Padang (ANTARA) - Para pelajar asal Indonesia menjalani suasana bulan puasa berbeda di Jepang dengan waktu puasa lebih panjang karena dalam kondisi musim panas.
Waktu berpuasa dimulai saat imsak sekitar pukul 03.26 waktu setempat hingga maghrib pada pukul 18.30, kata Pelajar Indonesia asal Pekanbaru, Riau, Hazalya (26) di Tokyo, Jepang, yang dihubungi melalui telepon dari Padang, Minggu.
Bulan ramadhan yang juga bertepatan dengan musim panas, katanya, waktu siangnya lebih lama daripada malam.
Hazalya, alumni Sastra Jepang, Universitas Bung Hatta Padang itu mengaku suasana puasa di Jepang di musim panas menjadi agak berat.
Disebutkannya, suhu di Tokyo kini berkisar 35 hingga 38 derajat celcius, namun panasnya dirasa lebih panas daripada di Indonesia.

□ □ □ □ □

■ Latihan Singkat A ■
Tulis ulang semua entri di bawah dengan mengganti "asphalt surface" menjadi "road surface", tanpa mengubah bagian lainnya.
Berita di atas dan entri sesudahnya merupakan bahan yang terpisah.

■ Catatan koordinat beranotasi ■
□ □ □ □ □

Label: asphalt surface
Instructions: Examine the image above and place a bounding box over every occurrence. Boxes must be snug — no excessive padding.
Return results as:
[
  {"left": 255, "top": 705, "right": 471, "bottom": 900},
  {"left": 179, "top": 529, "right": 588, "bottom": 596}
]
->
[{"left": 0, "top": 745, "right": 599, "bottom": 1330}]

□ □ □ □ □

■ Latihan Singkat B ■
Menurut berita tentang puasa pelajar Indonesia di Jepang, berapa kisaran suhu di Tokyo saat ini?

■ Jawaban Benar A ■
Label: road surface
Instructions: Examine the image above and place a bounding box over every occurrence. Boxes must be snug — no excessive padding.
Return results as:
[
  {"left": 255, "top": 705, "right": 471, "bottom": 900},
  {"left": 179, "top": 529, "right": 588, "bottom": 596}
]
->
[{"left": 0, "top": 745, "right": 599, "bottom": 1330}]

■ Jawaban Benar B ■
35 hingga 38 derajat celcius.